» **Description of the task**:
In full and word for word, return the listing that follows.
----------------
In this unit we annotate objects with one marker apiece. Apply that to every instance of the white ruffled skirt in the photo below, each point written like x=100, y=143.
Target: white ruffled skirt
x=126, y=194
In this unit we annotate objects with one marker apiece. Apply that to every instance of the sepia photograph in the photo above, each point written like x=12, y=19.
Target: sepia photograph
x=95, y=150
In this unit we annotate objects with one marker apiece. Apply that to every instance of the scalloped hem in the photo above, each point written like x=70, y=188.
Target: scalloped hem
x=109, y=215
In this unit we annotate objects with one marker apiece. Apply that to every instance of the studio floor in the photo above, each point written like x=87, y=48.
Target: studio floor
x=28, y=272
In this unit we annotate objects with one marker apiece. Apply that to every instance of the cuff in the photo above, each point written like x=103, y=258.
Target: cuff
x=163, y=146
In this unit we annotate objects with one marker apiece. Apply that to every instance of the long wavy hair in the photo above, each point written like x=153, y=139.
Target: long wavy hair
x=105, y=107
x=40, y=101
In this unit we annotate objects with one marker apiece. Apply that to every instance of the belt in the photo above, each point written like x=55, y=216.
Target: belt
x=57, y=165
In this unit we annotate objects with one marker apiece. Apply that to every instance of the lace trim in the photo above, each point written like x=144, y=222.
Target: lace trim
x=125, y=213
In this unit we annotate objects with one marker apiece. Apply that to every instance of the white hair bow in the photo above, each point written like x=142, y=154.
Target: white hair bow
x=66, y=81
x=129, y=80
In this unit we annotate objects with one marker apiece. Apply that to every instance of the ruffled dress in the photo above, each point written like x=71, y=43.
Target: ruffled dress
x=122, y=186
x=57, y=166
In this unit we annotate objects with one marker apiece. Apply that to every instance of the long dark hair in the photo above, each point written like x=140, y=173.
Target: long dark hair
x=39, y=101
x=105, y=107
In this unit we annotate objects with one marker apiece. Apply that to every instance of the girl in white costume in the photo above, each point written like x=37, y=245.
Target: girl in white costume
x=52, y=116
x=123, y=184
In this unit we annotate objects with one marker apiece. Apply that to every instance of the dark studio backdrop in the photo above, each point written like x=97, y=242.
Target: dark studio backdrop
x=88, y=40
----------------
» **Result below**:
In this unit we annotate objects with one marker apiece. Apply that to every instance of the white ruffled skirt in the photo below, each point written like x=100, y=143.
Target: white ruffled skirt
x=126, y=194
In this unit we annotate objects with one marker apiece. Apply that to every instance of the sepia photograph in the photo above, each point written like x=12, y=19.
Target: sepia photograph
x=95, y=150
In this unit we annotate objects with one marker apiece. Apply that to every instance of the scalloped hem in the photo above, each point written like x=70, y=188.
Target: scalloped hem
x=109, y=215
In this unit we annotate objects with one marker apiece. Apply that to every instance of the studio floor in the photo above, each point written like x=87, y=48.
Target: studio floor
x=28, y=272
In this unit we annotate objects with one marker apiece. Apply that to every instance of the cuff in the photo above, each point written like x=103, y=258.
Target: cuff
x=163, y=146
In this unit we annotate objects with one marker apiece. Apply that to every instance of the long wavy hair in the photo above, each point written like x=153, y=139.
Target: long wavy hair
x=105, y=107
x=40, y=101
In this unit we annotate objects with one marker apiece. Apply that to every instance of the belt in the photo above, each point written like x=55, y=216.
Target: belt
x=57, y=165
In this unit we annotate objects with one marker apiece. Apply that to every instance of the lace trim in the photo above, each point written like x=144, y=222.
Target: lace trim
x=125, y=213
In this unit we annotate objects with one marker apiece. Apply that to every instance of the white hair bow in the photo above, each point written like x=142, y=154.
Target: white hair bow
x=66, y=81
x=129, y=80
In this unit we annotate objects with one marker apiece. Apply that to every instance of the ruffled dress in the photo above, each point written like x=71, y=43.
Target: ruffled dress
x=122, y=186
x=57, y=166
In this unit we annotate objects with one marker apiece. Apply that to every instance of the long dark hair in the photo above, each point written like x=140, y=173.
Target: long dark hair
x=39, y=101
x=105, y=107
In this unit we annotate objects with one marker apiece. Apply that to every instance of the girl in white costume in the photo above, each point written like x=37, y=245.
Target: girl in white costume
x=52, y=116
x=123, y=184
In this unit we annotate objects with one marker apiece. Apply that to every instance of the dark studio backdrop in the photo above, each point written like x=97, y=242.
Target: dark studio backdrop
x=88, y=40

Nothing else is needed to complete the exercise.